### Text excerpt

☆ ☆ ☆ ☆ ☆ ☆ ☆

Two of the three biggest cons in corporate school reform, Michelle Rhee (left) and Arne Duncan (right).Not clearly identified in these new studies is the fact that the ability of the hucksters of corporate school reform to get away with their lies rested on a traumatic time in the history of American media. Cutbacks in newspapers and other media coverage, combined with a simplistic approach to the problems of public schools dating back to the propaganda of the Reagan administration's lurid "A Nation At Risk," left serious discussion out of many debates. Instead, a simplistic "He said, but then she said..." version of reporting replaced weighing claims against the facts. Although the destructiveness of this temporary limitation in U.S. journalism was most dramatically exemplified by the Bush administration's invasion of Iraq in 2003 and the terrible war that followed, the oversimplifications manipulated by the marketing departments of the major cities' education administrations became the template for a false understanding, for a time, about what schools could and could not do, and a very false version of reality.

Ironically, at the same time when former Atlanta Schools Supt. Beverly Hall and 34 others are now under indictment for corrupt manipulation of test scores (based on the merit pay versions of reality demanded by corporate reform), the three leaders of the urban school systems depicted in the new study are still at large, and in most ways more powerful than ever. Joel Klein who headed New York City's public schools during the height of the attacks on public education now works for Newscorp. Michelle Rhee is still quoted more than any ten sane critics of corporate reform. And the complete corrupt former head of Chicago's public schools, Aren Duncan, is the most powerful of all, heading the U.S. Department of Education courtesy of Barack Obama and still pushing Race To The Top and other eugenics and social Darwinian versions of reality.

☆ ☆ ☆ ☆ ☆ ☆ ☆

### Goal 1
Put the entries below into a numbered list, omitting blank lines and leaving out the pictures.

☆ ☆ ☆ ☆ ☆ ☆ ☆

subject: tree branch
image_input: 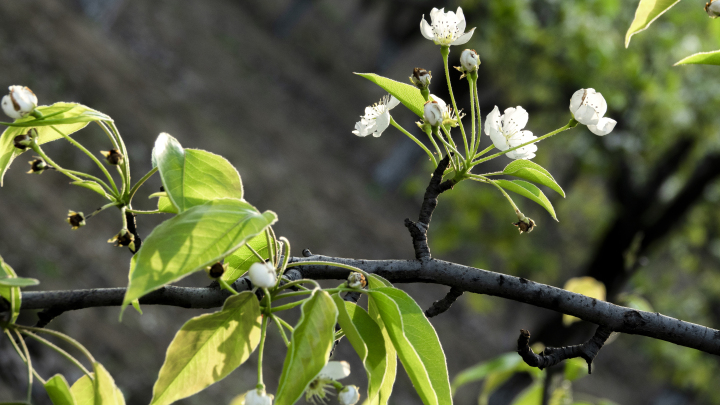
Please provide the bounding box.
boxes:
[22,255,720,355]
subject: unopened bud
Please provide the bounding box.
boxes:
[423,101,443,127]
[2,86,37,120]
[348,271,367,289]
[28,157,53,174]
[66,211,85,229]
[410,68,432,90]
[100,149,124,166]
[705,0,720,18]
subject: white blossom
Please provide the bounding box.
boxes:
[353,96,400,138]
[2,86,37,120]
[570,89,617,136]
[420,7,475,46]
[248,262,277,288]
[338,385,360,405]
[245,389,274,405]
[485,106,537,159]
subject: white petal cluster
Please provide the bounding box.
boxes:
[2,86,37,120]
[245,389,274,405]
[338,385,360,405]
[485,106,537,159]
[570,89,617,136]
[248,263,277,288]
[353,96,400,138]
[420,7,475,46]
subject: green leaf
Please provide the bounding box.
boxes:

☆ ☆ ☆ ☆ ☆ ☆ ☆

### Goal 2
Repeat word for word the part of the school reform article starting with "Ironically, at the" and going on through "versions of reality.".

### Finished answer 1
1. subject: tree branch
2. image_input: 
3. Please provide the bounding box.
4. boxes:
5. [22,255,720,355]
6. subject: unopened bud
7. Please provide the bounding box.
8. boxes:
9. [423,101,443,127]
10. [2,86,37,120]
11. [348,271,367,289]
12. [28,157,53,174]
13. [66,211,85,229]
14. [410,68,432,90]
15. [100,149,124,166]
16. [705,0,720,18]
17. subject: white blossom
18. Please provide the bounding box.
19. boxes:
20. [353,96,400,138]
21. [2,86,37,120]
22. [570,89,617,136]
23. [420,7,475,46]
24. [248,262,277,288]
25. [338,385,360,405]
26. [245,389,274,405]
27. [485,106,537,159]
28. subject: white petal cluster
29. Please provide the bounding box.
30. boxes:
31. [2,86,37,120]
32. [245,389,274,405]
33. [338,385,360,405]
34. [485,106,537,159]
35. [570,89,617,136]
36. [248,263,277,288]
37. [353,96,400,138]
38. [420,7,475,46]
39. subject: green leaf
40. Please provide the bounding box.
41. boxes:

### Finished answer 2
Ironically, at the same time when former Atlanta Schools Supt. Beverly Hall and 34 others are now under indictment for corrupt manipulation of test scores (based on the merit pay versions of reality demanded by corporate reform), the three leaders of the urban school systems depicted in the new study are still at large, and in most ways more powerful than ever. Joel Klein who headed New York City's public schools during the height of the attacks on public education now works for Newscorp. Michelle Rhee is still quoted more than any ten sane critics of corporate reform. And the complete corrupt former head of Chicago's public schools, Aren Duncan, is the most powerful of all, heading the U.S. Department of Education courtesy of Barack Obama and still pushing Race To The Top and other eugenics and social Darwinian versions of reality.